» **PROBLEM TO WORK ON**:
Only the lines from the one containing "Give the innermost point of each instance of the bicycle" to the end of the data are wanted; print them exactly as they appear.

» **RECORDS FOR PROCESSING**:
-=-=-=-=-
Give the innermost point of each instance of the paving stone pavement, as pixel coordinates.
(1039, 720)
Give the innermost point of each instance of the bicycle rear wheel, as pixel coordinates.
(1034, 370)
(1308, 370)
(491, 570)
-=-=-=-=-
» **OUTPUT OF THE EXERCISE**:
Give the innermost point of each instance of the bicycle rear wheel, as pixel coordinates.
(1034, 370)
(1308, 370)
(491, 570)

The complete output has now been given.